DATA FOR ANALYSIS Start Marker
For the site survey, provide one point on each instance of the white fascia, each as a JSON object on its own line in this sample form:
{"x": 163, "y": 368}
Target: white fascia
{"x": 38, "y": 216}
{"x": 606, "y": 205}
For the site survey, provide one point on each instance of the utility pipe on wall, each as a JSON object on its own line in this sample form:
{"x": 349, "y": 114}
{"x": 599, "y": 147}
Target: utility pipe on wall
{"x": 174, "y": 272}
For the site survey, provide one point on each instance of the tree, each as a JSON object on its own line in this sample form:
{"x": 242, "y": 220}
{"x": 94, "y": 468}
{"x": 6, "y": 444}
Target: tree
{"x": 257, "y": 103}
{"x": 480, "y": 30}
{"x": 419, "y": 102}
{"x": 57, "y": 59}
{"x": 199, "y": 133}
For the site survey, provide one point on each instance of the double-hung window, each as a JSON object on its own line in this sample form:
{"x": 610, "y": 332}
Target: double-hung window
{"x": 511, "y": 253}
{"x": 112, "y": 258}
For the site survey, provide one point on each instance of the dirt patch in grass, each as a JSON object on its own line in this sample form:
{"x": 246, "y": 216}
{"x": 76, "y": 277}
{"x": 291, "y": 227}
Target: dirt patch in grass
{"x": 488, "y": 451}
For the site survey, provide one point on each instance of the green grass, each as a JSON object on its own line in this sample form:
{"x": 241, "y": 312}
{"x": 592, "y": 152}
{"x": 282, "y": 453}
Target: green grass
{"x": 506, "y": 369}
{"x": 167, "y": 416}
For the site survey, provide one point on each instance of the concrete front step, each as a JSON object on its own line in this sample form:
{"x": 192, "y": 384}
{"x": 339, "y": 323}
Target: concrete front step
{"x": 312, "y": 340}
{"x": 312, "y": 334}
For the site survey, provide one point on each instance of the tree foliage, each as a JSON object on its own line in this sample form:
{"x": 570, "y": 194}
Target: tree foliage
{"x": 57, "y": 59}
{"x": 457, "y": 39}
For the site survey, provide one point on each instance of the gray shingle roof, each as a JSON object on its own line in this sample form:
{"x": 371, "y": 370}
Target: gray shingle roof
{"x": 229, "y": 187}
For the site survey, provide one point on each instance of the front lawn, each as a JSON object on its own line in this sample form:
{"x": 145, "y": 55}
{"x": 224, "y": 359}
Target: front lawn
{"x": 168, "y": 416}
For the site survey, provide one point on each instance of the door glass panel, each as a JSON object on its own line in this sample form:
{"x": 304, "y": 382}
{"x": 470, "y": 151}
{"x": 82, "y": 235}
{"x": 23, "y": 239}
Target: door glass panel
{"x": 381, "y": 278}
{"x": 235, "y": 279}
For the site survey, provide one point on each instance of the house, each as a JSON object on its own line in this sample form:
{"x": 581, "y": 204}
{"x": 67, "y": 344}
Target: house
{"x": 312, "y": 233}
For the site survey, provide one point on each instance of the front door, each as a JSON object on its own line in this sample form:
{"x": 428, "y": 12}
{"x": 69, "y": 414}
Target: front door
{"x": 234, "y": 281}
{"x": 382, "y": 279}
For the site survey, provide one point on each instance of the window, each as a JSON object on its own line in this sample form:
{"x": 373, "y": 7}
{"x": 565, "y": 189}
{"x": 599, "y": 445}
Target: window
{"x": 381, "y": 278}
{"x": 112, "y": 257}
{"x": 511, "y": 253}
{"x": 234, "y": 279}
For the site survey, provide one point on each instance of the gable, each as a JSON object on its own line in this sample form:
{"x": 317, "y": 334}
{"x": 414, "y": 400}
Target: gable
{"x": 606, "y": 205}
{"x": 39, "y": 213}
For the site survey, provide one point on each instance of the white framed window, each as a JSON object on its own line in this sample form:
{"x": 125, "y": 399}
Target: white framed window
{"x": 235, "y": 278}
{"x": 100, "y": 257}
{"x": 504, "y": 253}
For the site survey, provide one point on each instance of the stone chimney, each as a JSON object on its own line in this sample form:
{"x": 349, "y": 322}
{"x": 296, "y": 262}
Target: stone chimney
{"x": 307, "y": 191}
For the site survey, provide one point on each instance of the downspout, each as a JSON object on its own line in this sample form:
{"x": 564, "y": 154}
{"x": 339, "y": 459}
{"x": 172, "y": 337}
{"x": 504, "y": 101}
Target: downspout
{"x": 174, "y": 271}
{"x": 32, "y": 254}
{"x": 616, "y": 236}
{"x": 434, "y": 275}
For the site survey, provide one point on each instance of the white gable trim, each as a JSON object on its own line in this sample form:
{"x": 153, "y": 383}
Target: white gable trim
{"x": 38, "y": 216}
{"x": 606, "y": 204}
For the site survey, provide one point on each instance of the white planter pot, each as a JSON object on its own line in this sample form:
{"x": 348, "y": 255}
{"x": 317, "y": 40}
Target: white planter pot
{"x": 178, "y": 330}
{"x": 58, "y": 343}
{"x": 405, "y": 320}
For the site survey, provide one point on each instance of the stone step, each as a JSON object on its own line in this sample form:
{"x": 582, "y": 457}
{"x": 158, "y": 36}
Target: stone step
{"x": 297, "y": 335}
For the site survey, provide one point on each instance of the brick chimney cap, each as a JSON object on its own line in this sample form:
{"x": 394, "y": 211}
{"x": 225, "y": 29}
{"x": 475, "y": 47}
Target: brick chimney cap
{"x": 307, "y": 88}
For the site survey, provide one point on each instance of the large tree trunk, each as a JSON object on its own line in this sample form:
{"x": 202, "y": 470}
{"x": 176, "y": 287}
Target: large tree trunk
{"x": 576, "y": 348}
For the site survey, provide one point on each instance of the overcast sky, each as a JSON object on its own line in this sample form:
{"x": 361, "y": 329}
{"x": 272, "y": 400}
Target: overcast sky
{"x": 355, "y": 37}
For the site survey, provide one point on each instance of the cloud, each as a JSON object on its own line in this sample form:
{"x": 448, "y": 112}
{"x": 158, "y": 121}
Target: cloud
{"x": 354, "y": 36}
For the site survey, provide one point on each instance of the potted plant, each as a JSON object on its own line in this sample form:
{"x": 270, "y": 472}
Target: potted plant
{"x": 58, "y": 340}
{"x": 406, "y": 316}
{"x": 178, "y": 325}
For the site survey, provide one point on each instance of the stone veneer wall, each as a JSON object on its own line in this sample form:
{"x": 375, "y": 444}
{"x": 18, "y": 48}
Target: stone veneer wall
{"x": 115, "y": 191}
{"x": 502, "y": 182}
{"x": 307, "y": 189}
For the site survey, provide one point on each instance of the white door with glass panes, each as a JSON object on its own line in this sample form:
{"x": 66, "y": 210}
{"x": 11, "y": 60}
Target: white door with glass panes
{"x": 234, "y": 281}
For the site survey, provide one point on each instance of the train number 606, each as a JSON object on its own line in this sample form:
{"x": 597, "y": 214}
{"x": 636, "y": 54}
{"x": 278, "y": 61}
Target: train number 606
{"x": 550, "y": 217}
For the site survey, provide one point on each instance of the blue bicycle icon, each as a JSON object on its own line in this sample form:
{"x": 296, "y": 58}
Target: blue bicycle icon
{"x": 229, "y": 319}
DATA FOR ANALYSIS End Marker
## [WHAT TO DO]
Print the whole listing exactly as it is.

## [ANSWER BOX]
For the site survey, provide one point on each instance of the white fascia, each as a JSON object on its own line in this sample form:
{"x": 163, "y": 368}
Target: white fascia
{"x": 38, "y": 216}
{"x": 606, "y": 205}
For the site survey, provide one point on each instance of the utility pipe on wall, each as a JSON object on its own line in this sample form:
{"x": 349, "y": 114}
{"x": 599, "y": 147}
Target: utility pipe on wall
{"x": 174, "y": 272}
For the site survey, provide one point on each instance of the tree, each as a JSON object on its own line in this sample form:
{"x": 242, "y": 220}
{"x": 94, "y": 468}
{"x": 6, "y": 444}
Target: tree
{"x": 257, "y": 103}
{"x": 480, "y": 30}
{"x": 419, "y": 102}
{"x": 57, "y": 59}
{"x": 199, "y": 133}
For the site survey, provide one point on each instance of the double-hung window, each as a JSON object on its own line in this sample form:
{"x": 610, "y": 332}
Target: double-hung window
{"x": 511, "y": 253}
{"x": 112, "y": 258}
For the site survey, provide one point on each instance of the dirt patch in grass, each as a JSON object on its own line in this sample form:
{"x": 246, "y": 216}
{"x": 76, "y": 277}
{"x": 291, "y": 227}
Target: dirt patch in grass
{"x": 488, "y": 451}
For the site survey, provide one point on each instance of the green grass, each as a JSON object on its own line in this sample form:
{"x": 241, "y": 312}
{"x": 592, "y": 152}
{"x": 282, "y": 453}
Target: green grass
{"x": 506, "y": 369}
{"x": 167, "y": 416}
For the site survey, provide one point on each instance of the concrete front step, each as a JSON object on its own line in this sample form:
{"x": 192, "y": 384}
{"x": 339, "y": 323}
Target: concrete front step
{"x": 312, "y": 340}
{"x": 312, "y": 334}
For the site survey, provide one point on each instance of the tree foliage, each as a JSON object on its own line in this sample form:
{"x": 570, "y": 194}
Target: tree foliage
{"x": 57, "y": 59}
{"x": 457, "y": 39}
For the site survey, provide one point on each instance of the gray shingle roof, each as a JSON object on its own line in this sample form:
{"x": 371, "y": 370}
Target: gray shingle roof
{"x": 229, "y": 187}
For the site survey, provide one point on each instance of the front lawn, each as a JSON object on its own line in this sample form:
{"x": 145, "y": 55}
{"x": 224, "y": 359}
Target: front lawn
{"x": 168, "y": 416}
For the site survey, provide one point on each instance of the door glass panel, each as a JSON object on its own line in this sample form:
{"x": 304, "y": 382}
{"x": 470, "y": 151}
{"x": 82, "y": 235}
{"x": 23, "y": 239}
Target: door glass panel
{"x": 381, "y": 278}
{"x": 235, "y": 279}
For the site survey, provide one point on each instance of the house, each as a JSON object on its own line in this sample form:
{"x": 581, "y": 204}
{"x": 67, "y": 344}
Target: house
{"x": 312, "y": 233}
For the site survey, provide one point on each instance of the front door, each as a JSON object on its own line in this sample form:
{"x": 428, "y": 12}
{"x": 69, "y": 414}
Target: front door
{"x": 234, "y": 281}
{"x": 382, "y": 279}
For the site survey, provide one point on each instance of the window, each as a JSON object on its own line in this sample form:
{"x": 373, "y": 7}
{"x": 565, "y": 189}
{"x": 599, "y": 445}
Target: window
{"x": 381, "y": 278}
{"x": 112, "y": 257}
{"x": 511, "y": 253}
{"x": 234, "y": 279}
For the site survey, provide one point on each instance of the gable, each as a JSON object on its own line in this sample form:
{"x": 317, "y": 334}
{"x": 414, "y": 400}
Target: gable
{"x": 606, "y": 205}
{"x": 39, "y": 213}
For the site survey, provide one point on each instance of the white framed window, each as a JSON object on its own line in this sample form:
{"x": 125, "y": 399}
Target: white framed window
{"x": 235, "y": 278}
{"x": 100, "y": 257}
{"x": 504, "y": 253}
For the site survey, provide one point on each instance of the stone chimney, each as a JSON object on its own line in this sample form:
{"x": 349, "y": 322}
{"x": 296, "y": 262}
Target: stone chimney
{"x": 307, "y": 191}
For the site survey, provide one point on each instance of the downspout, each as a JSON object on its own line in this sample form:
{"x": 564, "y": 154}
{"x": 339, "y": 459}
{"x": 172, "y": 337}
{"x": 504, "y": 101}
Target: downspout
{"x": 174, "y": 271}
{"x": 32, "y": 254}
{"x": 616, "y": 236}
{"x": 434, "y": 275}
For the site survey, provide one point on each instance of the white gable trim, each as a JSON object on its own line in this sample form:
{"x": 153, "y": 383}
Target: white gable trim
{"x": 38, "y": 216}
{"x": 606, "y": 204}
For the site survey, provide one point on each instance of the white planter pot, each as a JSON object on its own line in this sample form:
{"x": 348, "y": 255}
{"x": 317, "y": 40}
Target: white planter pot
{"x": 178, "y": 330}
{"x": 58, "y": 343}
{"x": 405, "y": 320}
For the site survey, provide one point on each instance of the stone step, each as a JSON object on its own line in this sample form:
{"x": 582, "y": 457}
{"x": 158, "y": 36}
Target: stone step
{"x": 297, "y": 335}
For the site survey, provide one point on each instance of the brick chimney cap, each as a JSON object on its own line in this sample form:
{"x": 394, "y": 211}
{"x": 225, "y": 29}
{"x": 475, "y": 47}
Target: brick chimney cap
{"x": 307, "y": 88}
For the site survey, provide one point on each instance of the large tree trunk, each as a JSON object on its own line in this sample form:
{"x": 202, "y": 470}
{"x": 176, "y": 287}
Target: large tree trunk
{"x": 576, "y": 348}
For the site survey, provide one point on each instance of the overcast sky, each as a JSON object on its own line in this sample form:
{"x": 361, "y": 329}
{"x": 272, "y": 400}
Target: overcast sky
{"x": 355, "y": 37}
For the site survey, provide one point on each instance of the cloud, each as a JSON object on its own line in this sample form:
{"x": 448, "y": 112}
{"x": 158, "y": 121}
Target: cloud
{"x": 354, "y": 36}
For the site survey, provide one point on each instance of the potted plant, each as a JSON object on its own line in this sample form:
{"x": 270, "y": 472}
Target: potted plant
{"x": 58, "y": 340}
{"x": 406, "y": 316}
{"x": 178, "y": 325}
For the site survey, provide one point on each instance of the stone veneer wall, each as a JSON object on its own line in this sample form:
{"x": 375, "y": 444}
{"x": 18, "y": 48}
Target: stone veneer wall
{"x": 115, "y": 191}
{"x": 502, "y": 182}
{"x": 307, "y": 189}
For the site survey, provide one point on each instance of the white door with glass panes, each as a JSON object on its own line in this sample form:
{"x": 66, "y": 210}
{"x": 11, "y": 60}
Target: white door with glass panes
{"x": 234, "y": 281}
For the site survey, provide one point on each instance of the train number 606, each as a JSON object on its own line in this sample form:
{"x": 597, "y": 214}
{"x": 636, "y": 54}
{"x": 278, "y": 61}
Target: train number 606
{"x": 550, "y": 217}
For the site survey, provide one point on each instance of the blue bicycle icon, each as a JSON object on its own line in this sample form:
{"x": 296, "y": 58}
Target: blue bicycle icon
{"x": 229, "y": 319}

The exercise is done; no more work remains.